··· 抜粋文 ···

世界の「発酵」が面白い!
『天然発酵の世界』—サンダー・キャッツー
今、アメリカの食カルチャーにじわじわと影響を与えている発酵マイスターのサンダー・E・キャッツさんをご存知ですか。
フードライターとして、世界における発酵食品の歴史や作り方、その効能や健康における重要性などをまとめた著書「ワイルド・ファーメンテーション」が話題となり、アメリカの食文化に古くも新しい“発酵”という波を起こしました。
残念ながら、この本の和訳はアマゾンなどを検索しても見つからなかったのですが、どうやらタイトルと表紙を変えて翻訳書として日本に紹介されているようす。それが、今回ご紹介する「発酵食品の世界」です。
味噌や漬物、ヨーグルト、チーズ、甘酒、サワークラウトといった、日本でもなじみ深い発酵食品に加え、インドネシアの大豆発酵食品「テンペ」やエチオピア式のハニーワイン「タッジ」、レバノンの発酵食品「キシュク」、メキシコのパイナップル酢「ビニャグレ・デ・ピーニャ」など珍しい食べ物もいろいろ紹介されています。

··· 提供資料 ···

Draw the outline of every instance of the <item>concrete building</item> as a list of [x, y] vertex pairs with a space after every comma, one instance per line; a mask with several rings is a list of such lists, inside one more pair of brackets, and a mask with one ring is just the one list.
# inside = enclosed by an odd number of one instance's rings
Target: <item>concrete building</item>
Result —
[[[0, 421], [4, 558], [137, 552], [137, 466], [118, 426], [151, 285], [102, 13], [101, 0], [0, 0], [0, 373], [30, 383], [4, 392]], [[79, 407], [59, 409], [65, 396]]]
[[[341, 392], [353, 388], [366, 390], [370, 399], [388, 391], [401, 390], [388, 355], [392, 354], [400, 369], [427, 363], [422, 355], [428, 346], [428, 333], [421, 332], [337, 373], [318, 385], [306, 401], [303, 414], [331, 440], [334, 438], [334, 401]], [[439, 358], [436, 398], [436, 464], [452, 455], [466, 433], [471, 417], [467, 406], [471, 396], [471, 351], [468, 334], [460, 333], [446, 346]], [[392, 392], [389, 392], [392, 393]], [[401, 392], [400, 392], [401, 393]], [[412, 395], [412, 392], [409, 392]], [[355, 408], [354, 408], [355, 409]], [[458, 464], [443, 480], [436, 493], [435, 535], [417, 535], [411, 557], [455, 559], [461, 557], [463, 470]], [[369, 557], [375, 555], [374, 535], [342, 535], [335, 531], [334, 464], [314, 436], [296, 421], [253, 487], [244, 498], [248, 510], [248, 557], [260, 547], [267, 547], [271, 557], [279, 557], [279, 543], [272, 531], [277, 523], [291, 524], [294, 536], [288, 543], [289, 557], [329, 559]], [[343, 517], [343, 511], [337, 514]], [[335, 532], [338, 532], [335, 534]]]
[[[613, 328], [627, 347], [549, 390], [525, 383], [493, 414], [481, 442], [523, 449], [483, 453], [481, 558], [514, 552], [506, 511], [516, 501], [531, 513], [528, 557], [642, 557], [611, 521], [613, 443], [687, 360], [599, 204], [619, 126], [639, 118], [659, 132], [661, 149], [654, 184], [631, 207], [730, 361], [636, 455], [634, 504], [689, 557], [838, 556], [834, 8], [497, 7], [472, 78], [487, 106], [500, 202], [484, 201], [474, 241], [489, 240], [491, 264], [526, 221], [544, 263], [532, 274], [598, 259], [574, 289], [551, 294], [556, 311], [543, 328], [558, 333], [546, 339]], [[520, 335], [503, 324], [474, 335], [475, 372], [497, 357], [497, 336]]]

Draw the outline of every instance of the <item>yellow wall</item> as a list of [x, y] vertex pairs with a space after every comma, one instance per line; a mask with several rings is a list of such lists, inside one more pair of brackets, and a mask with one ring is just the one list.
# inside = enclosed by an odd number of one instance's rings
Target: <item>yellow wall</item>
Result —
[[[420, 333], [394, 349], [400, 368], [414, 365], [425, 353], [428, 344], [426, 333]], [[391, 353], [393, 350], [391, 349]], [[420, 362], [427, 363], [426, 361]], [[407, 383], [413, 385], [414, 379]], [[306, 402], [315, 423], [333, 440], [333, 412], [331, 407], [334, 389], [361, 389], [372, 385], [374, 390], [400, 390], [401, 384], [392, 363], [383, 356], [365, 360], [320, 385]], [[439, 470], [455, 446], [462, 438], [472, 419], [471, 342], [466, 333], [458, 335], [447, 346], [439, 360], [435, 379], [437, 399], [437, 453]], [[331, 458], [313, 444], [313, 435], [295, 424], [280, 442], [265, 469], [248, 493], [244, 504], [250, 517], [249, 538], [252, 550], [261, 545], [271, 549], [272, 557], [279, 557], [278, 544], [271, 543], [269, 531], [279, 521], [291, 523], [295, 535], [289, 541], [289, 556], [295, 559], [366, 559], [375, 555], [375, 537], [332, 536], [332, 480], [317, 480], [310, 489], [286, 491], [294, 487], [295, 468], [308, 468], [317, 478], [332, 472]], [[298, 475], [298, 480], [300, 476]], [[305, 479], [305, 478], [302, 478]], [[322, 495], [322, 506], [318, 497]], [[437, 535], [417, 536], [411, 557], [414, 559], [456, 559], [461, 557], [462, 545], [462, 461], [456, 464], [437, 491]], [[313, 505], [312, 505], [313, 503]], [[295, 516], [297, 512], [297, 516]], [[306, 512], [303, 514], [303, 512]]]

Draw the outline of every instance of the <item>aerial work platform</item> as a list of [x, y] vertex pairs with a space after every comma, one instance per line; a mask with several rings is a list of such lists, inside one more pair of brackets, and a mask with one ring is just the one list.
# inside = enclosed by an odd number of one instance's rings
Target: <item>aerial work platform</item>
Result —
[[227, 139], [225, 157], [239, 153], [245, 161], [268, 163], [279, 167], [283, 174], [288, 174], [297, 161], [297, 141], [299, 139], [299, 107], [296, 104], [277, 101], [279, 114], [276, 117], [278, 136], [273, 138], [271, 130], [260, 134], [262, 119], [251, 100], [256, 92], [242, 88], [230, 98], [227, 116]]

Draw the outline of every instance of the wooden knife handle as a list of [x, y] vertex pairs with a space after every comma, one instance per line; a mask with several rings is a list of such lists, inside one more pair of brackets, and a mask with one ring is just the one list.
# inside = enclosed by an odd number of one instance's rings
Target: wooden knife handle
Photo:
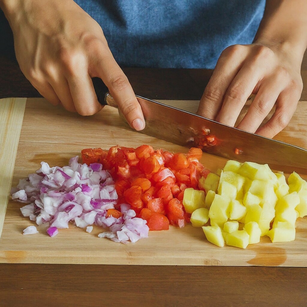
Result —
[[99, 103], [103, 106], [110, 106], [118, 108], [118, 106], [102, 80], [99, 78], [95, 77], [92, 78], [92, 81]]

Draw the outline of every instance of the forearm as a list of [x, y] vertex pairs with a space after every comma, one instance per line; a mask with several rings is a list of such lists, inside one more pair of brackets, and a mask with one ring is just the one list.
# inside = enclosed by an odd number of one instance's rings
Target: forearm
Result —
[[301, 60], [307, 47], [307, 1], [267, 0], [266, 2], [254, 42], [281, 47]]

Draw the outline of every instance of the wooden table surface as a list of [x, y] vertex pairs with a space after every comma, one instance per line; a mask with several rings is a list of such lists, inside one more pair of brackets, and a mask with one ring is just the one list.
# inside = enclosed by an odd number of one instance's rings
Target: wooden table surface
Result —
[[[14, 63], [0, 59], [0, 98], [38, 96]], [[211, 73], [126, 72], [140, 95], [182, 100], [199, 99]], [[305, 71], [302, 75], [307, 84]], [[304, 90], [301, 100], [307, 100], [306, 94]], [[287, 141], [294, 144], [292, 136]], [[1, 263], [0, 306], [305, 307], [306, 280], [302, 267]]]

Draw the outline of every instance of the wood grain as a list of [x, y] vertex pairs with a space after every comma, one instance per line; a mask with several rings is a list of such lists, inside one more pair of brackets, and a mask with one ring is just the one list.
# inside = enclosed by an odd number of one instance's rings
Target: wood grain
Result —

···

上の抜粋文（発酵食品の本を紹介する文章）を、最後の文の後から書き継ぐ。

想定される解答:
発酵前と発酵後の「テンペ」
掲載されている発酵食品のレシピは、いずれもシンプルで感覚的、はっきりいって“大雑把”な感じです。そんなご自身の発酵レシピについて、キャッツさんは著書の中で「化学実験」と言い切り、だからこそ「自分の味覚と経験を頼りにして楽しみ、その結果としておいしい発酵食品が楽しめる」と語っています。人間が自然のもと育んできた本来の発酵食品とは、まさにそういうものなのでしょう。
つ、詰め過ぎ!?
アメリカ中を飛び回ってワークショップや講演を行っていますが、どこも大盛況とのこと。朝から夕方までみっちり1日中、時には2〜3日かけて、キャッツさんのトークが続き、サワークラウトなどの発酵食品を実際に作って食べます。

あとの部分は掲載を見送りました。